**WHAT YOU WILL DO:**
In the entries below, find the line containing "pin: the boy's right". Copy it and all lines after it, exactly, through the end.

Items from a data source
--

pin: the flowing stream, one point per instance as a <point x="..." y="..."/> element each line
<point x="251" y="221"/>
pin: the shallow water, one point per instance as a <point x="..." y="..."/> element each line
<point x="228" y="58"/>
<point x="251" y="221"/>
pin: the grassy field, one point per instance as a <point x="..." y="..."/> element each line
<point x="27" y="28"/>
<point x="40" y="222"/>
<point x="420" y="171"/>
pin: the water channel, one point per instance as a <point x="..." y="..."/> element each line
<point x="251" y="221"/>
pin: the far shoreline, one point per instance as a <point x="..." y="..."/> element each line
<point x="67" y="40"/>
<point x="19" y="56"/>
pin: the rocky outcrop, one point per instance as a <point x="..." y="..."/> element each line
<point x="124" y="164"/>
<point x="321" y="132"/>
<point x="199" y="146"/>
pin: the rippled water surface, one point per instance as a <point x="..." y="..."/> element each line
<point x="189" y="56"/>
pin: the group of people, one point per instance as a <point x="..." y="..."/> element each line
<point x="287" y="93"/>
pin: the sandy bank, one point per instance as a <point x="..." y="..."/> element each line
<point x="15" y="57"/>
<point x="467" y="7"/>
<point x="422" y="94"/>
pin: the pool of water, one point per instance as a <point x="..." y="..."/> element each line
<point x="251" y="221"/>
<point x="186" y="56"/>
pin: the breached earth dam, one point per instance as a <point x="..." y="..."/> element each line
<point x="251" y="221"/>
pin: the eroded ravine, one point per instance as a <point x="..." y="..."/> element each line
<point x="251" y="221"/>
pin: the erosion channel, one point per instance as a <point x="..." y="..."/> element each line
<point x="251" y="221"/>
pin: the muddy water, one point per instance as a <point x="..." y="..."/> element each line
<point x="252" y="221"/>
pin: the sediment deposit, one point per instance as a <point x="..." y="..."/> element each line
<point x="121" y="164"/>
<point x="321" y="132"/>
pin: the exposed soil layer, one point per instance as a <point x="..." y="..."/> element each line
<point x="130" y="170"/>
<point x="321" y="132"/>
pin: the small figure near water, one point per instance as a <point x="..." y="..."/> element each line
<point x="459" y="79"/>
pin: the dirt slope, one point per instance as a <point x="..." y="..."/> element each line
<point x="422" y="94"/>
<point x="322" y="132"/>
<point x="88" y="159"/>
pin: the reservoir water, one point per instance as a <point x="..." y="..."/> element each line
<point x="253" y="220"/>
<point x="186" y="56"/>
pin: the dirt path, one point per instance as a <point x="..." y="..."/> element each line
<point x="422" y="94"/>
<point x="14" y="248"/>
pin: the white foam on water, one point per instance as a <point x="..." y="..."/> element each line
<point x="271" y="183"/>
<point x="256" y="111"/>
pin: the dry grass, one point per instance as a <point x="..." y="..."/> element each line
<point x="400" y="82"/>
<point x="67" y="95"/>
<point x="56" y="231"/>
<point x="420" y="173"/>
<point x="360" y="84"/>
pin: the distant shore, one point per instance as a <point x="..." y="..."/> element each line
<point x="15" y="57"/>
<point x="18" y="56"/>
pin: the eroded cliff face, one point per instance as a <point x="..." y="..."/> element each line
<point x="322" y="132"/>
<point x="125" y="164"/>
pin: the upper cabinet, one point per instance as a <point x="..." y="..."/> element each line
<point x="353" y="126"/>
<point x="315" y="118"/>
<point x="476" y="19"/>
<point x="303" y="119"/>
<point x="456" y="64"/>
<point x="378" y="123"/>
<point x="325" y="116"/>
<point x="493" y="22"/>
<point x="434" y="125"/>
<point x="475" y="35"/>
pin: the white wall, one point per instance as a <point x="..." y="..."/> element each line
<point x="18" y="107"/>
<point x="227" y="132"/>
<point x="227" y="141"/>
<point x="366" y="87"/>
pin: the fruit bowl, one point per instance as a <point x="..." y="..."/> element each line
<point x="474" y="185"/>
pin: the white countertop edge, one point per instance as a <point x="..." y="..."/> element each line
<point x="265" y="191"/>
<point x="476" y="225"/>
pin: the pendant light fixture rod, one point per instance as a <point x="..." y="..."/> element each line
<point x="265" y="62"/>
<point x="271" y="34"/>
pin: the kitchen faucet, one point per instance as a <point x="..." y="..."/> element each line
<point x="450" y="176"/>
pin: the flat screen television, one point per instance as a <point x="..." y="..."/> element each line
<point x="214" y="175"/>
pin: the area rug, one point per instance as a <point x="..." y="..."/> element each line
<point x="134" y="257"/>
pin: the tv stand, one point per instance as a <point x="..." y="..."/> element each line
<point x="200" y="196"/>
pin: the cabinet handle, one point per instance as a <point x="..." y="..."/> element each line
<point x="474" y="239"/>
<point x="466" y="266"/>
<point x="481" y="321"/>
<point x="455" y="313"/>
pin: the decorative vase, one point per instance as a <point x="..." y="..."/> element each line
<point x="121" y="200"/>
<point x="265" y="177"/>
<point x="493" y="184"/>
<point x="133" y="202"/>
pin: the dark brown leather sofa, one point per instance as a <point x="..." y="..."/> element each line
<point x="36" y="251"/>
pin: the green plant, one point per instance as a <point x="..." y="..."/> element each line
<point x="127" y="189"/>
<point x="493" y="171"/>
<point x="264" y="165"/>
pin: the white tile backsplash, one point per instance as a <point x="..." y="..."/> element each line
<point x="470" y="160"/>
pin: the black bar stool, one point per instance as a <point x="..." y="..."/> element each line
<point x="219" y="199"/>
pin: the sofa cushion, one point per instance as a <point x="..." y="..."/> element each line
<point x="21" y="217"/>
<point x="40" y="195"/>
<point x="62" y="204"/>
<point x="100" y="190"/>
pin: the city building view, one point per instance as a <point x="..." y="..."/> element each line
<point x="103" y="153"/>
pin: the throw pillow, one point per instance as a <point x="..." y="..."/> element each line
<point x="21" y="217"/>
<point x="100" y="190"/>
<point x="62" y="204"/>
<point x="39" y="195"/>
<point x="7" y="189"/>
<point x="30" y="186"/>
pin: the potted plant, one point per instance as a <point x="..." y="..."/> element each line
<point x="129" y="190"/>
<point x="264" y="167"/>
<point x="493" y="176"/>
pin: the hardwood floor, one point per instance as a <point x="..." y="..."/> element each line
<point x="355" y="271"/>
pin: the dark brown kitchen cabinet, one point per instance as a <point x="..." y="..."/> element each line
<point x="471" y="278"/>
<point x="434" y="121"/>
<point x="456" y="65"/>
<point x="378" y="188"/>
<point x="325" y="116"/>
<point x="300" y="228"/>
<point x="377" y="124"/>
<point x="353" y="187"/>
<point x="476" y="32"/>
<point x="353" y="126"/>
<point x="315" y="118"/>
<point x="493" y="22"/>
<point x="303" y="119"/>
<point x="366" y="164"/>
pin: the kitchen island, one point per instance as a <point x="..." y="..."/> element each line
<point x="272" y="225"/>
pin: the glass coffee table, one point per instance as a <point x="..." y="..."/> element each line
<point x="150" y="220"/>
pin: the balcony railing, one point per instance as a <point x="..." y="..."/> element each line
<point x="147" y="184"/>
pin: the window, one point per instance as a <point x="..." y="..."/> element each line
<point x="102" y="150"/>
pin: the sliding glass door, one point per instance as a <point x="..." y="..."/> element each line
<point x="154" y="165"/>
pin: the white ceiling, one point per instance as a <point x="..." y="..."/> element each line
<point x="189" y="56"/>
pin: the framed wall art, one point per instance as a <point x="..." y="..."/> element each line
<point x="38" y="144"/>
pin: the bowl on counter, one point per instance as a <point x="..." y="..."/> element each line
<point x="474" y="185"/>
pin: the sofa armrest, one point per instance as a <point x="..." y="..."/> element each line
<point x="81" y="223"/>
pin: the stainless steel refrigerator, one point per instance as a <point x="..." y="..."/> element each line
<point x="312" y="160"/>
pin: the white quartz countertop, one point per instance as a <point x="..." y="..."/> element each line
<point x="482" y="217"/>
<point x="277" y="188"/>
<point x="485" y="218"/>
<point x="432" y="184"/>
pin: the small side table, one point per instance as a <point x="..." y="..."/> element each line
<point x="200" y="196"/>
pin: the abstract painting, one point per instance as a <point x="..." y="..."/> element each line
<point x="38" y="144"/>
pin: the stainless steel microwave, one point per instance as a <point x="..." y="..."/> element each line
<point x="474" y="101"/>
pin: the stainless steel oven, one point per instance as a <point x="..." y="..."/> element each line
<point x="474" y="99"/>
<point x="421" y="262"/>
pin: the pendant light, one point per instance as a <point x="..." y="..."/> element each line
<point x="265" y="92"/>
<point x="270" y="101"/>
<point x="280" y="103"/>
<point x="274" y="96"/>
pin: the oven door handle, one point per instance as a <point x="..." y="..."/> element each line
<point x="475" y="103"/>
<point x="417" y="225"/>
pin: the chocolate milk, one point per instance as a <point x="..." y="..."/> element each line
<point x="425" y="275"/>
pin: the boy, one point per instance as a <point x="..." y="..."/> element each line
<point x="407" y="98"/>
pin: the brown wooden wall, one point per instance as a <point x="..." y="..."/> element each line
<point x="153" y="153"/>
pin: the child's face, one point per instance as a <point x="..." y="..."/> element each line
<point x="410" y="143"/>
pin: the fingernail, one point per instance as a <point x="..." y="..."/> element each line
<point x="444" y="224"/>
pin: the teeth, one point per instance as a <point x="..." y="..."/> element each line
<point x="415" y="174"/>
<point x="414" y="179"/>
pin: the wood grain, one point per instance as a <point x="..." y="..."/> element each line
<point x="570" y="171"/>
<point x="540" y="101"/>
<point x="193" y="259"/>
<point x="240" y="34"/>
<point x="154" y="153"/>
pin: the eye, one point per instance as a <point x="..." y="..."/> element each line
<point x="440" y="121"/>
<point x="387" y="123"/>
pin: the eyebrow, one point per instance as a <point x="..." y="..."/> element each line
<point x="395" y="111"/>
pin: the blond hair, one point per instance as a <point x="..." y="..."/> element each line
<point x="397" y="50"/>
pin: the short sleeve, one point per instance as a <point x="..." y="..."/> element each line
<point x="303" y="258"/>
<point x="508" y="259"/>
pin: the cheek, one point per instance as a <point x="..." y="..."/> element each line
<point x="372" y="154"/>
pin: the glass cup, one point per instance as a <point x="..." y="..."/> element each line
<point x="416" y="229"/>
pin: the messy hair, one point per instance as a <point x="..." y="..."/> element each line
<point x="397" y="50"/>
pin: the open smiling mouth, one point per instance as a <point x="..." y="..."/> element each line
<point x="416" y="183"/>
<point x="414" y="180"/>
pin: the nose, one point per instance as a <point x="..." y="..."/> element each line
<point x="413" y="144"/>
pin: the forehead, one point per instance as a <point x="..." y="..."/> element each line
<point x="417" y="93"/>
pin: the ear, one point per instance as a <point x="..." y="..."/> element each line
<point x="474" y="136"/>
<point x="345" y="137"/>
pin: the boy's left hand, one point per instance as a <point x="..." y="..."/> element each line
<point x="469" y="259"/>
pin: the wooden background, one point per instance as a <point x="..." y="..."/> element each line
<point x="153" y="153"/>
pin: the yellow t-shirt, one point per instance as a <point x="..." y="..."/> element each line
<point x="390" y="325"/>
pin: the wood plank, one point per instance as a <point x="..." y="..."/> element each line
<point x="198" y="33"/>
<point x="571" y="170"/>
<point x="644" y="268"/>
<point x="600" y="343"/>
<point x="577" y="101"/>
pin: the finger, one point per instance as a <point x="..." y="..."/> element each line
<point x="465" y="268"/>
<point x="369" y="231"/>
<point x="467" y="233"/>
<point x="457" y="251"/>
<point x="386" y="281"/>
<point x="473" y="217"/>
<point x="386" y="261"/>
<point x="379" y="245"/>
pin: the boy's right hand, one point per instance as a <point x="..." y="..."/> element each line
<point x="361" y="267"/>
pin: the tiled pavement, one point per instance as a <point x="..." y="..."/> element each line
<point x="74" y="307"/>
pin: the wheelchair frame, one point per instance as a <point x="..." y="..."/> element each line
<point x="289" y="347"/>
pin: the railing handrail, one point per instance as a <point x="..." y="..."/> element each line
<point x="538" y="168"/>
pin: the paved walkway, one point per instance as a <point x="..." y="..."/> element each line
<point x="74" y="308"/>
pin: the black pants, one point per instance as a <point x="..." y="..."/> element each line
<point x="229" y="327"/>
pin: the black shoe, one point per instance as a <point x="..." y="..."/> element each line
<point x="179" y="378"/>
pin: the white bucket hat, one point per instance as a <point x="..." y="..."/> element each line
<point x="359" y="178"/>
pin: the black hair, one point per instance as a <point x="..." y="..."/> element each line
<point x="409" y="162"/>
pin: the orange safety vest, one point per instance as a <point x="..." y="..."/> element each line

--

**CORRECT RESPONSE:**
pin: the boy's right hand, one point per instance as a <point x="..." y="..."/> element each line
<point x="361" y="267"/>
pin: the tiled pavement, one point per instance as a <point x="..." y="..."/> element each line
<point x="74" y="307"/>
pin: the wheelchair frame, one point per instance as a <point x="..." y="..."/> element each line
<point x="289" y="347"/>
pin: the railing handrail, one point per instance as a <point x="..." y="..."/> element each line
<point x="538" y="168"/>
pin: the paved walkway, one point per instance as a <point x="..." y="..."/> element each line
<point x="74" y="308"/>
pin: the black pants, one point per instance as a <point x="..." y="..."/> element each line
<point x="229" y="327"/>
pin: the black shoe, one point per instance as a <point x="..." y="..."/> element each line
<point x="179" y="378"/>
pin: the white bucket hat, one point per instance as a <point x="..." y="..."/> element each line
<point x="359" y="178"/>
pin: the black hair, one point per instance as a <point x="..." y="..."/> element each line
<point x="409" y="162"/>
pin: the orange safety vest, one point per instance as a <point x="..." y="..."/> element each line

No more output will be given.